## The problem
Please recast every line of the records below as a Markdown table with the columns Row and Text, giving each row its number and skipping blank lines. Leave the pictures out of the answer.

## Given data
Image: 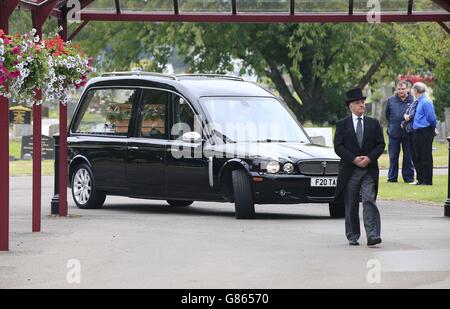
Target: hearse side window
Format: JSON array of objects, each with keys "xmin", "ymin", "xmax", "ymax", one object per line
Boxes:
[
  {"xmin": 171, "ymin": 95, "xmax": 202, "ymax": 139},
  {"xmin": 73, "ymin": 89, "xmax": 138, "ymax": 136},
  {"xmin": 139, "ymin": 89, "xmax": 169, "ymax": 139}
]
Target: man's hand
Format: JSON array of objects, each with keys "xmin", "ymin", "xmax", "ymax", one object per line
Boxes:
[
  {"xmin": 353, "ymin": 156, "xmax": 371, "ymax": 168},
  {"xmin": 360, "ymin": 156, "xmax": 372, "ymax": 168}
]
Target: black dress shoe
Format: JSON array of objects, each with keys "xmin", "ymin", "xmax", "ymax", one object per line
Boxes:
[
  {"xmin": 348, "ymin": 239, "xmax": 359, "ymax": 246},
  {"xmin": 367, "ymin": 237, "xmax": 381, "ymax": 246}
]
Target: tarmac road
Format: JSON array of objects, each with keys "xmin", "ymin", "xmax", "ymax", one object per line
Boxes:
[{"xmin": 0, "ymin": 177, "xmax": 450, "ymax": 289}]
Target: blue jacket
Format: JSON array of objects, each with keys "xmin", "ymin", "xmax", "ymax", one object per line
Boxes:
[
  {"xmin": 385, "ymin": 94, "xmax": 414, "ymax": 138},
  {"xmin": 402, "ymin": 100, "xmax": 418, "ymax": 133},
  {"xmin": 413, "ymin": 95, "xmax": 437, "ymax": 130}
]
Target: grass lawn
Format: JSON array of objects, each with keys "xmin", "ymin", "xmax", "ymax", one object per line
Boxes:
[
  {"xmin": 378, "ymin": 137, "xmax": 448, "ymax": 168},
  {"xmin": 9, "ymin": 140, "xmax": 54, "ymax": 176},
  {"xmin": 9, "ymin": 160, "xmax": 54, "ymax": 176},
  {"xmin": 378, "ymin": 175, "xmax": 448, "ymax": 206}
]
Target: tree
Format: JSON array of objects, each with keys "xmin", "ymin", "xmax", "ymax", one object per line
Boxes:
[{"xmin": 173, "ymin": 24, "xmax": 396, "ymax": 121}]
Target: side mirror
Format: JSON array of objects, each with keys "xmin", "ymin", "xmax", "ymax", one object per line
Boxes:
[{"xmin": 181, "ymin": 131, "xmax": 202, "ymax": 143}]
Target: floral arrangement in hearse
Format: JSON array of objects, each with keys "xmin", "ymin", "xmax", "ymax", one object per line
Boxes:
[{"xmin": 0, "ymin": 29, "xmax": 95, "ymax": 104}]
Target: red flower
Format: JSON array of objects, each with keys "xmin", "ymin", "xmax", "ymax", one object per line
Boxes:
[
  {"xmin": 9, "ymin": 71, "xmax": 20, "ymax": 78},
  {"xmin": 12, "ymin": 46, "xmax": 20, "ymax": 55}
]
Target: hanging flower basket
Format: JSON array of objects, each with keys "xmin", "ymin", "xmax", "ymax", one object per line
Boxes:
[
  {"xmin": 44, "ymin": 35, "xmax": 95, "ymax": 104},
  {"xmin": 0, "ymin": 29, "xmax": 95, "ymax": 104}
]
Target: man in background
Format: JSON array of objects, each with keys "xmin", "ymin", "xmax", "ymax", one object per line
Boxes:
[
  {"xmin": 413, "ymin": 82, "xmax": 437, "ymax": 186},
  {"xmin": 385, "ymin": 80, "xmax": 414, "ymax": 183}
]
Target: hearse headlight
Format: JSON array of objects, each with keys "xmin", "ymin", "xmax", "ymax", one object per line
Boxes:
[
  {"xmin": 283, "ymin": 162, "xmax": 294, "ymax": 174},
  {"xmin": 266, "ymin": 161, "xmax": 280, "ymax": 174}
]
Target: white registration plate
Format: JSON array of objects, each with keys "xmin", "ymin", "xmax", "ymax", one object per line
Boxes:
[{"xmin": 311, "ymin": 177, "xmax": 337, "ymax": 187}]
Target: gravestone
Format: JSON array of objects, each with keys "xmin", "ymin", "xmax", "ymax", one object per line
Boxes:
[
  {"xmin": 9, "ymin": 105, "xmax": 33, "ymax": 138},
  {"xmin": 20, "ymin": 135, "xmax": 55, "ymax": 160},
  {"xmin": 9, "ymin": 105, "xmax": 31, "ymax": 124},
  {"xmin": 304, "ymin": 128, "xmax": 333, "ymax": 147}
]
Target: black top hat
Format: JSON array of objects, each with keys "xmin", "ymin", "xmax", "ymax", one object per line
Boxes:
[{"xmin": 346, "ymin": 88, "xmax": 367, "ymax": 106}]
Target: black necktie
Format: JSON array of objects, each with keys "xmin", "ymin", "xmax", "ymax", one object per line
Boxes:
[{"xmin": 356, "ymin": 117, "xmax": 363, "ymax": 147}]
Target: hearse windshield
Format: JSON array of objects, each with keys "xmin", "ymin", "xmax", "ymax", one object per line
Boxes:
[{"xmin": 200, "ymin": 97, "xmax": 309, "ymax": 143}]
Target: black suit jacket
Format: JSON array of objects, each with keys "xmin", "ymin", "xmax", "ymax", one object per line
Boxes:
[{"xmin": 334, "ymin": 115, "xmax": 386, "ymax": 199}]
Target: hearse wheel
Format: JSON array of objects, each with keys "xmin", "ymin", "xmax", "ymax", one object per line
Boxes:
[
  {"xmin": 70, "ymin": 163, "xmax": 106, "ymax": 209},
  {"xmin": 328, "ymin": 202, "xmax": 345, "ymax": 218},
  {"xmin": 232, "ymin": 169, "xmax": 255, "ymax": 219},
  {"xmin": 167, "ymin": 200, "xmax": 194, "ymax": 207}
]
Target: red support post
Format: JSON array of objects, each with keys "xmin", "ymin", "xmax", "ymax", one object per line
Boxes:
[
  {"xmin": 0, "ymin": 0, "xmax": 19, "ymax": 251},
  {"xmin": 32, "ymin": 89, "xmax": 42, "ymax": 232},
  {"xmin": 0, "ymin": 92, "xmax": 9, "ymax": 251},
  {"xmin": 31, "ymin": 17, "xmax": 43, "ymax": 232},
  {"xmin": 31, "ymin": 0, "xmax": 57, "ymax": 232},
  {"xmin": 59, "ymin": 16, "xmax": 68, "ymax": 217}
]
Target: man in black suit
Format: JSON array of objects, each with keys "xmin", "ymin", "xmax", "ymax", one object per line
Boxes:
[{"xmin": 334, "ymin": 88, "xmax": 385, "ymax": 246}]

## Exercise result
| Row | Text |
|---|---|
| 1 | Image:  |
| 2 | Target: hearse side window |
| 3 | Format: JSON array of objects, each with keys "xmin", "ymin", "xmax", "ymax", one object per line |
| 4 | Boxes: |
| 5 | [ |
| 6 |   {"xmin": 171, "ymin": 95, "xmax": 202, "ymax": 139}, |
| 7 |   {"xmin": 73, "ymin": 89, "xmax": 138, "ymax": 136}, |
| 8 |   {"xmin": 139, "ymin": 89, "xmax": 169, "ymax": 139} |
| 9 | ] |
| 10 | Target: man's hand |
| 11 | Format: JSON array of objects, each with keys "xmin", "ymin", "xmax", "ymax", one object per line |
| 12 | Boxes: |
| 13 | [ |
| 14 |   {"xmin": 353, "ymin": 156, "xmax": 371, "ymax": 168}, |
| 15 |   {"xmin": 360, "ymin": 156, "xmax": 372, "ymax": 168} |
| 16 | ] |
| 17 | Target: black dress shoe |
| 18 | Format: JSON array of objects, each with keys "xmin", "ymin", "xmax", "ymax", one object per line |
| 19 | Boxes: |
| 20 | [ |
| 21 |   {"xmin": 348, "ymin": 239, "xmax": 359, "ymax": 246}, |
| 22 |   {"xmin": 367, "ymin": 237, "xmax": 381, "ymax": 246} |
| 23 | ] |
| 24 | Target: tarmac road |
| 25 | Format: JSON array of objects, each with keys "xmin", "ymin", "xmax", "ymax", one object per line |
| 26 | Boxes: |
| 27 | [{"xmin": 0, "ymin": 177, "xmax": 450, "ymax": 289}] |
| 28 | Target: blue jacket |
| 29 | Format: JSON array of objects, each with keys "xmin", "ymin", "xmax", "ymax", one object per line |
| 30 | Boxes: |
| 31 | [ |
| 32 |   {"xmin": 385, "ymin": 94, "xmax": 414, "ymax": 138}, |
| 33 |   {"xmin": 402, "ymin": 100, "xmax": 418, "ymax": 133}, |
| 34 |   {"xmin": 413, "ymin": 95, "xmax": 437, "ymax": 130} |
| 35 | ] |
| 36 | Target: grass lawn |
| 37 | Format: JSON array of objects, each with keys "xmin", "ymin", "xmax", "ymax", one object per line |
| 38 | Boxes: |
| 39 | [ |
| 40 |   {"xmin": 378, "ymin": 137, "xmax": 448, "ymax": 168}, |
| 41 |   {"xmin": 9, "ymin": 140, "xmax": 54, "ymax": 176}, |
| 42 |   {"xmin": 9, "ymin": 160, "xmax": 54, "ymax": 176}, |
| 43 |   {"xmin": 378, "ymin": 175, "xmax": 448, "ymax": 206} |
| 44 | ] |
| 45 | Target: tree |
| 46 | Format: JSON array of objects, each with keys "xmin", "ymin", "xmax", "ymax", one object per line |
| 47 | Boxes: |
| 48 | [{"xmin": 173, "ymin": 24, "xmax": 396, "ymax": 121}] |
| 49 | Target: side mirror |
| 50 | Format: JSON array of objects, each with keys "xmin", "ymin", "xmax", "ymax", one object per line |
| 51 | Boxes: |
| 52 | [{"xmin": 181, "ymin": 131, "xmax": 202, "ymax": 143}] |
| 53 | Target: floral arrangement in hearse |
| 54 | Format: JSON array of objects, each with keys "xmin", "ymin", "xmax", "ymax", one object per line |
| 55 | Boxes: |
| 56 | [{"xmin": 0, "ymin": 29, "xmax": 95, "ymax": 104}] |
| 57 | Target: red flower |
| 58 | Format: JSON array of objects, each with keys "xmin", "ymin", "xmax", "ymax", one object per line |
| 59 | Boxes: |
| 60 | [ |
| 61 |   {"xmin": 9, "ymin": 71, "xmax": 20, "ymax": 78}, |
| 62 |   {"xmin": 12, "ymin": 46, "xmax": 20, "ymax": 55} |
| 63 | ] |
| 64 | Target: hanging flower basket |
| 65 | Format: JSON array of objects, each with keys "xmin", "ymin", "xmax", "ymax", one object per line |
| 66 | Boxes: |
| 67 | [ |
| 68 |   {"xmin": 44, "ymin": 35, "xmax": 95, "ymax": 104}, |
| 69 |   {"xmin": 0, "ymin": 29, "xmax": 95, "ymax": 104} |
| 70 | ] |
| 71 | Target: man in background |
| 72 | Format: JSON array of objects, each with keys "xmin", "ymin", "xmax", "ymax", one object per line |
| 73 | Boxes: |
| 74 | [ |
| 75 |   {"xmin": 413, "ymin": 82, "xmax": 437, "ymax": 186}, |
| 76 |   {"xmin": 385, "ymin": 80, "xmax": 414, "ymax": 183} |
| 77 | ] |
| 78 | Target: hearse headlight |
| 79 | Format: JSON array of objects, each with keys "xmin", "ymin", "xmax", "ymax", one object per line |
| 80 | Boxes: |
| 81 | [ |
| 82 |   {"xmin": 283, "ymin": 162, "xmax": 294, "ymax": 174}, |
| 83 |   {"xmin": 266, "ymin": 161, "xmax": 280, "ymax": 174} |
| 84 | ] |
| 85 | Target: white registration plate |
| 86 | Format: JSON array of objects, each with keys "xmin", "ymin", "xmax", "ymax", one object per line |
| 87 | Boxes: |
| 88 | [{"xmin": 311, "ymin": 177, "xmax": 337, "ymax": 187}] |
| 89 | Target: gravestone |
| 90 | Format: JSON array of objects, each with keys "xmin", "ymin", "xmax", "ymax", one object per line |
| 91 | Boxes: |
| 92 | [ |
| 93 |   {"xmin": 9, "ymin": 105, "xmax": 33, "ymax": 138}, |
| 94 |   {"xmin": 20, "ymin": 135, "xmax": 55, "ymax": 160}, |
| 95 |   {"xmin": 9, "ymin": 105, "xmax": 31, "ymax": 124}, |
| 96 |   {"xmin": 304, "ymin": 128, "xmax": 333, "ymax": 147} |
| 97 | ] |
| 98 | Target: black top hat |
| 99 | Format: JSON array of objects, each with keys "xmin", "ymin", "xmax", "ymax", one object per line |
| 100 | Boxes: |
| 101 | [{"xmin": 346, "ymin": 88, "xmax": 367, "ymax": 106}] |
| 102 | Target: black necktie |
| 103 | Format: JSON array of objects, each with keys "xmin", "ymin", "xmax", "ymax", one object per line |
| 104 | Boxes: |
| 105 | [{"xmin": 356, "ymin": 117, "xmax": 363, "ymax": 147}] |
| 106 | Target: hearse windshield |
| 107 | Format: JSON array of objects, each with keys "xmin", "ymin", "xmax", "ymax", one object per line |
| 108 | Boxes: |
| 109 | [{"xmin": 200, "ymin": 97, "xmax": 309, "ymax": 143}] |
| 110 | Target: black suit jacket |
| 111 | Format: JSON array of objects, each with keys "xmin", "ymin", "xmax", "ymax", one object per line |
| 112 | Boxes: |
| 113 | [{"xmin": 334, "ymin": 115, "xmax": 386, "ymax": 199}] |
| 114 | Target: hearse wheel |
| 115 | Format: JSON array of objects, each with keys "xmin", "ymin", "xmax", "ymax", one object per line |
| 116 | Boxes: |
| 117 | [ |
| 118 |   {"xmin": 70, "ymin": 163, "xmax": 106, "ymax": 209}, |
| 119 |   {"xmin": 328, "ymin": 202, "xmax": 345, "ymax": 218}, |
| 120 |   {"xmin": 232, "ymin": 169, "xmax": 255, "ymax": 219}, |
| 121 |   {"xmin": 167, "ymin": 200, "xmax": 194, "ymax": 207} |
| 122 | ] |
| 123 | Target: red support post |
| 124 | Format: JSON array of objects, each with keys "xmin", "ymin", "xmax", "ymax", one object per line |
| 125 | Boxes: |
| 126 | [ |
| 127 |   {"xmin": 0, "ymin": 0, "xmax": 19, "ymax": 251}, |
| 128 |   {"xmin": 32, "ymin": 89, "xmax": 42, "ymax": 232}, |
| 129 |   {"xmin": 0, "ymin": 92, "xmax": 9, "ymax": 251}, |
| 130 |   {"xmin": 31, "ymin": 17, "xmax": 43, "ymax": 232}, |
| 131 |   {"xmin": 31, "ymin": 0, "xmax": 57, "ymax": 232}, |
| 132 |   {"xmin": 59, "ymin": 16, "xmax": 68, "ymax": 217} |
| 133 | ] |
| 134 | Target: man in black suit |
| 135 | Format: JSON array of objects, each with keys "xmin", "ymin", "xmax", "ymax", one object per line |
| 136 | Boxes: |
| 137 | [{"xmin": 334, "ymin": 88, "xmax": 385, "ymax": 246}] |